▶ INSTRUCTIONS:
1: Answer these questions about the dividend-stock article, one per line, marked (a), (b), (c):
(a) In which years did Broadcom acquire CA Technologies and Symantec's security business?
(b) By what percentage did Broadcom's total revenue rise year over year in the first nine months of 2020?
(c) What forward dividend yield does Broadcom currently pay?
2: Write out the dividend-stock article word for word, everything from "Broadcom’s sales of" down to "next few quarters.".

▶ EXTRACT:
============

With the Nasdaq hovering near all-time highs, many tech stocks can’t be considered cheap. Most high-growth tech companies also don’t pay dividends, since they usually reinvest their cash into their expanding businesses.
But for investors who favor stability and income over high-risk growth, there are still plenty of tech stocks that pay high dividends and trade at low valuations. Let’s take a closer look at two companies that fit that description: Broadcom (NASDAQ:AVGO) and IBM (NYSE:IBM).
1. Broadcom
Broadcom sells a wide range of chips for the data center, networking hardware, storage, broadband, wireless, and industrial markets. It also expanded into the infrastructure software market with its acquisitions of CA Technologies in 2018 and Symantec’s security business in 2019.
Broadcom’s stock rallied about 20% this year as the strength of its infrastructure software unit offset the pandemic-related disruptions of its semiconductor business. Its total revenue rose 4% year over year in the first nine months of 2020, but its adjusted EPS dipped 1% — mainly due to the costs of integrating Symantec’s security business.
Broadcom’s sales of networking and broadband chips also stabilized sequentially in the second and third quarters, as cloud and telecom customers upgraded their infrastructure to address the surge in online activity throughout the pandemic. Analysts currently expect Broadcom’s revenue and earnings to rise 6% and 3%, respectively, for the full year.
But looking into 2021, analysts expect Broadcom’s revenue and earnings to rise 9% and 16%, respectively, as the pandemic passes and the expanding 5G and cloud markets lift sales of its networking and wireless chips. Broadcom also generated a fifth of its revenues from Apple (NASDAQ:AAPL) last year, so it should benefit from robust sales of the iPhone 12 over the next few quarters.
Broadcom has a well-diversified business, a wide moat, and its stock trades at just 15 times forward earnings. It currently pays a forward dividend yield of 3.4%, and it plans to spend about half of its free cash flow (FCF) on dividends every year. It spent 48% of its FCF on its dividend over the past 12 months — which indicates its dividend remains rock-solid even as other companies cut or suspend their payouts.

============

▶ EXCERPTED RECORDS:
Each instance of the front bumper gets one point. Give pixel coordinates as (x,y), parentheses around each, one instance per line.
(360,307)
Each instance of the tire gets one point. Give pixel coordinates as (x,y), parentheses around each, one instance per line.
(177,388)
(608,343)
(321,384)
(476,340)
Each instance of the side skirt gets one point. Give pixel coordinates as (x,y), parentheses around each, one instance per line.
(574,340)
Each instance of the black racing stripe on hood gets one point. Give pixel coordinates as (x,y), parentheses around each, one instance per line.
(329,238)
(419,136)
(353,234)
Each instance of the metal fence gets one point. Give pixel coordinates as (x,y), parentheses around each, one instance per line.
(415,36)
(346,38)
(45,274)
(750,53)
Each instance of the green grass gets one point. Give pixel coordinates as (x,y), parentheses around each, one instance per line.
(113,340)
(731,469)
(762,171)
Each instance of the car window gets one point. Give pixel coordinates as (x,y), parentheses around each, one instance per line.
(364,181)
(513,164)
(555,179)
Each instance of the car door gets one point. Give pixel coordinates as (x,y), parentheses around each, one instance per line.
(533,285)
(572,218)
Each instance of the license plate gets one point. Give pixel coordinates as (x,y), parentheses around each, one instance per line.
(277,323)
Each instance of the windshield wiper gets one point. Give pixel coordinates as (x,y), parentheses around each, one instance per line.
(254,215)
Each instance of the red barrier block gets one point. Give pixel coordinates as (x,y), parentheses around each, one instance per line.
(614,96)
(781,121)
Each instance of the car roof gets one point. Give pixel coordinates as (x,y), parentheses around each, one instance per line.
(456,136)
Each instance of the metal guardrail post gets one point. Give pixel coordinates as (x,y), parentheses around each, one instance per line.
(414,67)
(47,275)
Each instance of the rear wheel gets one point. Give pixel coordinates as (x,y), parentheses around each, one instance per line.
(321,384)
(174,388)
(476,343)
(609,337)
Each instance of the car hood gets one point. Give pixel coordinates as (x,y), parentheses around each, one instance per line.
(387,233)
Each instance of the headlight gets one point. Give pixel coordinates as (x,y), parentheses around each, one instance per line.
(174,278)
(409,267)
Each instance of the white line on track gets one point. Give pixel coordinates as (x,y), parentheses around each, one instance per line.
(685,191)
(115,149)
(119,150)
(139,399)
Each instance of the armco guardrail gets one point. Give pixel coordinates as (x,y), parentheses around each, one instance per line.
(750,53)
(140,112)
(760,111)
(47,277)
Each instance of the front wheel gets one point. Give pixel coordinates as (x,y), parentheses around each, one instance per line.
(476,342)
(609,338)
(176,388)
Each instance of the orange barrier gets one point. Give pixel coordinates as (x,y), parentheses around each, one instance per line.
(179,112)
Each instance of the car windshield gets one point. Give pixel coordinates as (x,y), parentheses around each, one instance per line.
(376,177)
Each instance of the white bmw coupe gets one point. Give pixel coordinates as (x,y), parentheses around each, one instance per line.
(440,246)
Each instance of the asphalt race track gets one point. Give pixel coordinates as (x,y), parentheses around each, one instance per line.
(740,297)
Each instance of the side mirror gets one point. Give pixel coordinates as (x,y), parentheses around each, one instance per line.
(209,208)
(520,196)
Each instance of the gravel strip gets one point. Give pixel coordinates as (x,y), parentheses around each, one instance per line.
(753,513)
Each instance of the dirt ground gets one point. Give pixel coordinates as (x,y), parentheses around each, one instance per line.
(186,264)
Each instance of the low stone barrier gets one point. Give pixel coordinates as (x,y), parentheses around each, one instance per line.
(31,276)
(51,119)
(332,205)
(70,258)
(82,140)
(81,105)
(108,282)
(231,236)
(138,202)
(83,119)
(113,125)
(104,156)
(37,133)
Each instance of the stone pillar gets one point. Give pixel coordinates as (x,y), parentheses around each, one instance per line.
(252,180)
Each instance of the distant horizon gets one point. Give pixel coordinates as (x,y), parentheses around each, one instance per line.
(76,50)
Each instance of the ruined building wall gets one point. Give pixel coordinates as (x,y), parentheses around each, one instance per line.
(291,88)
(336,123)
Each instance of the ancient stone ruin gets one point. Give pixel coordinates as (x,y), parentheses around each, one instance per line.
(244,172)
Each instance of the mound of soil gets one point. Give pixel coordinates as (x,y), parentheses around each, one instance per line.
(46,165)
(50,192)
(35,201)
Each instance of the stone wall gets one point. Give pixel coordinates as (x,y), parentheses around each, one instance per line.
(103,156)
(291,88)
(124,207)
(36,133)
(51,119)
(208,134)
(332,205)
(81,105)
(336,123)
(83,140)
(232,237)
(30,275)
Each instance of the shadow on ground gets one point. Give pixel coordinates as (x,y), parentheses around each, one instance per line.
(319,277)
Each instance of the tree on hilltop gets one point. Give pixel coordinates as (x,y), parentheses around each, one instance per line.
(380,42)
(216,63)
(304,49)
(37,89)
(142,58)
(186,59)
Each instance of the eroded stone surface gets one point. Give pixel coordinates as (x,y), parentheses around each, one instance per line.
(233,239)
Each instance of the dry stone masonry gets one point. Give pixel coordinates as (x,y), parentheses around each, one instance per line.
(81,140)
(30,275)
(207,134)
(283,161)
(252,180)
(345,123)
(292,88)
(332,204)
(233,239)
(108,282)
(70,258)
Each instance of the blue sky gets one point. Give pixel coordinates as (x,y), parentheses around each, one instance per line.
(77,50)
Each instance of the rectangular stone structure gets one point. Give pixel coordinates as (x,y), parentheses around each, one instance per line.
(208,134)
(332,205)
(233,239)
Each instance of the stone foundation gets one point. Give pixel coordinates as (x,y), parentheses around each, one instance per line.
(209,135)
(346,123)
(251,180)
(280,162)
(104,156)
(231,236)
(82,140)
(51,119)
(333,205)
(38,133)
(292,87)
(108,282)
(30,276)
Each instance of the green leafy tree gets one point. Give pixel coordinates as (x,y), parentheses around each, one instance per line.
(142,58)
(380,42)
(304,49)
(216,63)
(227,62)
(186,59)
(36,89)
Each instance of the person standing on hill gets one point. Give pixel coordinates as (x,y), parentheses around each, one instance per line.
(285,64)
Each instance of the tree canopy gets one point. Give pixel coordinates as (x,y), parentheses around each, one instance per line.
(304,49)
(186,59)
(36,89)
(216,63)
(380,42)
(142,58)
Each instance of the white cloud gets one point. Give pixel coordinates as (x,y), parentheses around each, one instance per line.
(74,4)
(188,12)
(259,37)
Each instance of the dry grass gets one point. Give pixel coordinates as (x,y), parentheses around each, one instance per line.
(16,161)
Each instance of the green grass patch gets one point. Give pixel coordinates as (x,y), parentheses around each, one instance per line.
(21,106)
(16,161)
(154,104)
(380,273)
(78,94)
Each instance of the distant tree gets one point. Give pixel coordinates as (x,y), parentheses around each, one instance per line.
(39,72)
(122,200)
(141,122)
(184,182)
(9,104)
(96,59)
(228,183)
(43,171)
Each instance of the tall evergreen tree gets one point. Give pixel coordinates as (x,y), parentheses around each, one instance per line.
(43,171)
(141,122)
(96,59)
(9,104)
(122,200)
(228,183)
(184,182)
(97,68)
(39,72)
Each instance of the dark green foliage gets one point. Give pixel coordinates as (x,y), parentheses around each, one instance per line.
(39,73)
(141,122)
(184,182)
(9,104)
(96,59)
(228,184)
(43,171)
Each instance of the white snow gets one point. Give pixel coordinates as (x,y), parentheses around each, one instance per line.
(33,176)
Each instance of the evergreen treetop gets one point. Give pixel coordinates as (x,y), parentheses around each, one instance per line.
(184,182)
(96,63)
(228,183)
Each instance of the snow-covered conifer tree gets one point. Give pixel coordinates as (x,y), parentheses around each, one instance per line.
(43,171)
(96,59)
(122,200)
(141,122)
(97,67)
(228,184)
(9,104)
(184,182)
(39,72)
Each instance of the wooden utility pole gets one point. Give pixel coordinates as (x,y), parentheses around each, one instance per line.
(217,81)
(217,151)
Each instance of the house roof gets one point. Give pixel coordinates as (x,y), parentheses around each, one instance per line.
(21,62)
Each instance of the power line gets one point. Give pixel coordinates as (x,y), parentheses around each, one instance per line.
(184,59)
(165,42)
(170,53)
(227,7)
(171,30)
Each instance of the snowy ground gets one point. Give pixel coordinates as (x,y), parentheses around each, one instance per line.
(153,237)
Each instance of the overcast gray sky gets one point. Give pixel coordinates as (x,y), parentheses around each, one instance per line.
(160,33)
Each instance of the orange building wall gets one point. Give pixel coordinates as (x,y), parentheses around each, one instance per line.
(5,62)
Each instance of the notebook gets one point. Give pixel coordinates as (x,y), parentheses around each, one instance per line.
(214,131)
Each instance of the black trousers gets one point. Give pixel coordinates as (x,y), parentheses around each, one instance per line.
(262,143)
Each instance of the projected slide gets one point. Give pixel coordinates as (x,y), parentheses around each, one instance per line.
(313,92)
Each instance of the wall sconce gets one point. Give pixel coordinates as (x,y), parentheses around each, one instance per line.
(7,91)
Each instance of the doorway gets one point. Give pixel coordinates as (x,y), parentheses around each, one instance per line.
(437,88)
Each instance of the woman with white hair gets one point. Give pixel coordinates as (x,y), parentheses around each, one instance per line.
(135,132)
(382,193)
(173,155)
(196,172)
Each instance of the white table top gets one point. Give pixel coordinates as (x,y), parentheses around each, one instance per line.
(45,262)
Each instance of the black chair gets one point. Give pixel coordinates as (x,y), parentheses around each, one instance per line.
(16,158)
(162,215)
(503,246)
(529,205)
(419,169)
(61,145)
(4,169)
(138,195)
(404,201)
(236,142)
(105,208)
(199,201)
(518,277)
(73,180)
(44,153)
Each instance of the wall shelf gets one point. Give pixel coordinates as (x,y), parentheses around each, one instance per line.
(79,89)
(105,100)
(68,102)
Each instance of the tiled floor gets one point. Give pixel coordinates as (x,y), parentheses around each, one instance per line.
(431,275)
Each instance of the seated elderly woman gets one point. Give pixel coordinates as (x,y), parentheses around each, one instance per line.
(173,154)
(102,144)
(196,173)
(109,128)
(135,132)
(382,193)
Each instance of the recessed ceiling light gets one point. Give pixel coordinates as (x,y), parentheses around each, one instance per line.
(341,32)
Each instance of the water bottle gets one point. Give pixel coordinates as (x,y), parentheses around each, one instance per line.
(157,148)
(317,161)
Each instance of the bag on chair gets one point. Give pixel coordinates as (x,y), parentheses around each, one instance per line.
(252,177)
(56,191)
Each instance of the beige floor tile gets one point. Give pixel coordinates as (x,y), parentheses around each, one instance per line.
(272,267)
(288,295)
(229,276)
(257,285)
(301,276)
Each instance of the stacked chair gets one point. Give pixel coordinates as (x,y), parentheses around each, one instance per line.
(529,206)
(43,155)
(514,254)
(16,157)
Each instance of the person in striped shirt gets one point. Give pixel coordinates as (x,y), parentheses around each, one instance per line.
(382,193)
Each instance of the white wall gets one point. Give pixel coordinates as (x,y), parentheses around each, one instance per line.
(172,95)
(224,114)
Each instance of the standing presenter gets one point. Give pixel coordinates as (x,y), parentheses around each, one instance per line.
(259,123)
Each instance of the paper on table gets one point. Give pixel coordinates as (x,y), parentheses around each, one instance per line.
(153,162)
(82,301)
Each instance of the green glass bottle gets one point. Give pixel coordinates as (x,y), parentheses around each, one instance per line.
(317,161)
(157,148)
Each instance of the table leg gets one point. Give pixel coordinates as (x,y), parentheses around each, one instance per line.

============

▶ SOLUTIONS TO THE PROBLEMS:
1:
(a) 2018 for CA Technologies and 2019 for Symantec's security business
(b) 4%
(c) 3.4%

2:
Broadcom’s sales of networking and broadband chips also stabilized sequentially in the second and third quarters, as cloud and telecom customers upgraded their infrastructure to address the surge in online activity throughout the pandemic. Analysts currently expect Broadcom’s revenue and earnings to rise 6% and 3%, respectively, for the full year.
But looking into 2021, analysts expect Broadcom’s revenue and earnings to rise 9% and 16%, respectively, as the pandemic passes and the expanding 5G and cloud markets lift sales of its networking and wireless chips. Broadcom also generated a fifth of its revenues from Apple (NASDAQ:AAPL) last year, so it should benefit from robust sales of the iPhone 12 over the next few quarters.